• WHAT YOU WILL DO: Check the entries below for lines with "Target"; report only how many there are.

• DATA FOR THE TASK:
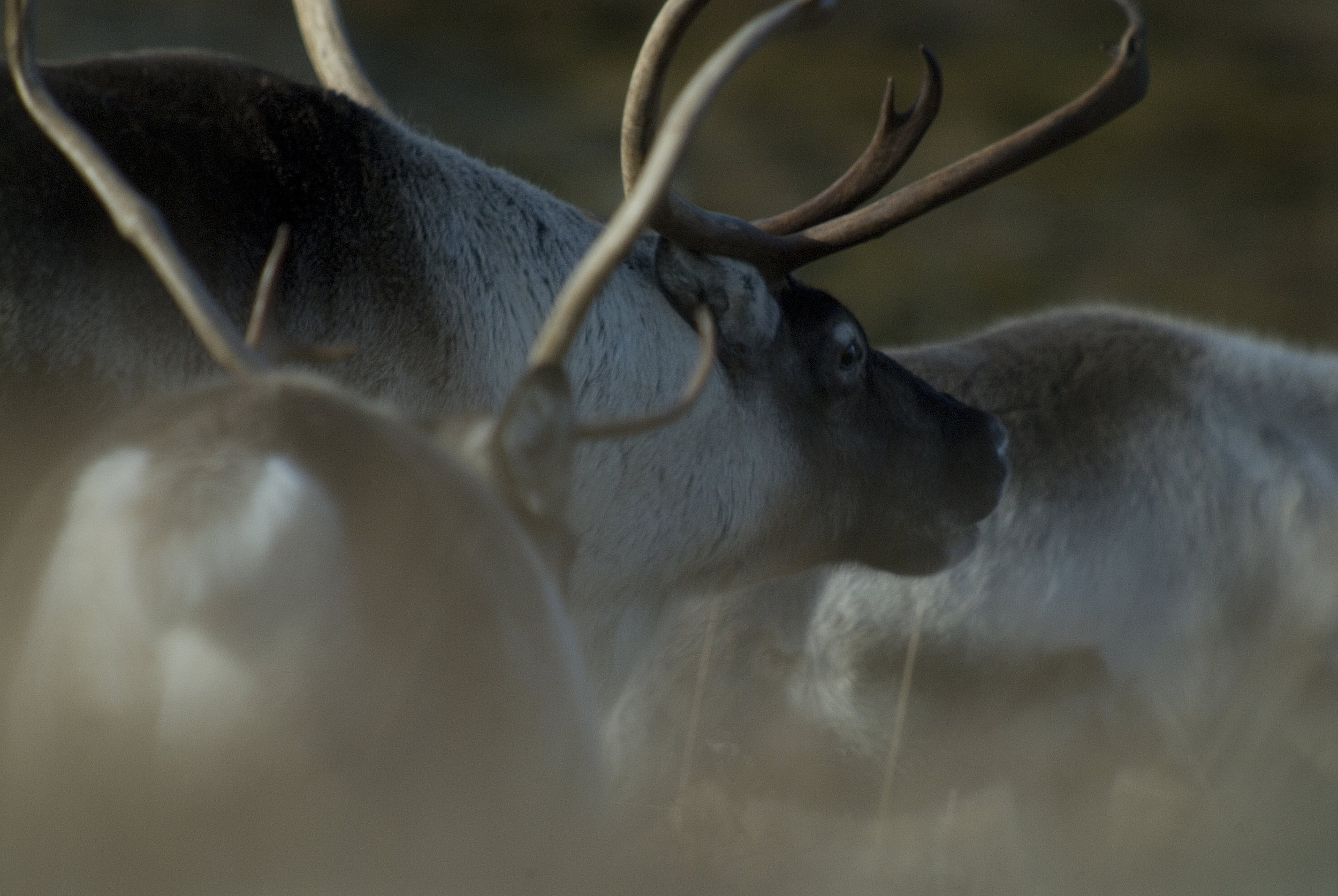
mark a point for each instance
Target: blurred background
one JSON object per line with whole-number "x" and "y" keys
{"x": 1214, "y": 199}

==

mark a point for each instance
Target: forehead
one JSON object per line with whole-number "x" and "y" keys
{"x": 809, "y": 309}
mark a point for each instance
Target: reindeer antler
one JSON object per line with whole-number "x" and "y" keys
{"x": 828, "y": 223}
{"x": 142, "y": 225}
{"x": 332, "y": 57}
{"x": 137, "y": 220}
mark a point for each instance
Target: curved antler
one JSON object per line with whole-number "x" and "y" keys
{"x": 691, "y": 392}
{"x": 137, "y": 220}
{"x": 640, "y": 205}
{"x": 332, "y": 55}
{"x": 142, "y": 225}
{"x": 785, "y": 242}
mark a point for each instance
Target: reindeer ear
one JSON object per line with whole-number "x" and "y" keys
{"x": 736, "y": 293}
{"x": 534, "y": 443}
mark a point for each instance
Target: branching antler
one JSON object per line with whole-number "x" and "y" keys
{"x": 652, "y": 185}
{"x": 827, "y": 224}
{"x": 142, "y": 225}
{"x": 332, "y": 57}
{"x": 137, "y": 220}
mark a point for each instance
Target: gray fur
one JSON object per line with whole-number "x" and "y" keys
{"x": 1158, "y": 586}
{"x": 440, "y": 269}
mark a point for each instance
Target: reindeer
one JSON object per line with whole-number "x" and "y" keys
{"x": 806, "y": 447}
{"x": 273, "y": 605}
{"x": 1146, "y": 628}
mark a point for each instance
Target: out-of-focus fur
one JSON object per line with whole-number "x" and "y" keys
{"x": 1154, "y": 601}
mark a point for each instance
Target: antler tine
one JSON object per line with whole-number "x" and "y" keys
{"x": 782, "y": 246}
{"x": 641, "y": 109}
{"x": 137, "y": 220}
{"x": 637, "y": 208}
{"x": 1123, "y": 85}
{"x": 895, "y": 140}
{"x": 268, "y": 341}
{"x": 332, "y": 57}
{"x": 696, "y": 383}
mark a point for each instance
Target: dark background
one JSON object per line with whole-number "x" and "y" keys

...

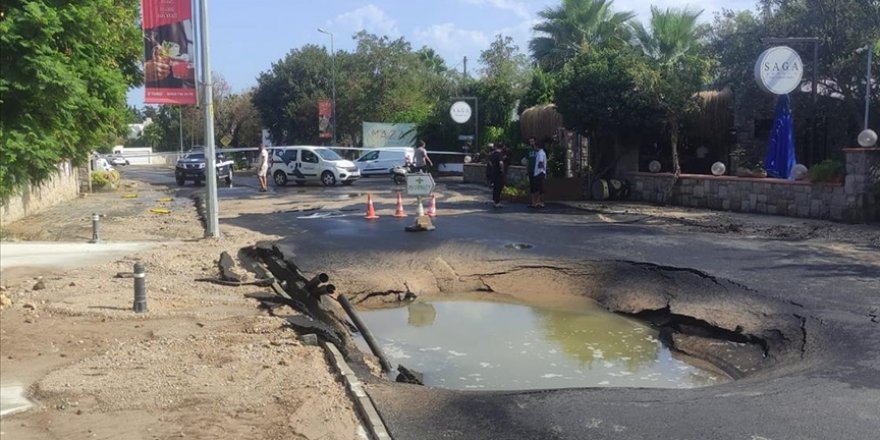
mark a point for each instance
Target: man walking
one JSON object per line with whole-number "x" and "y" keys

• RESPONSE BELOW: 12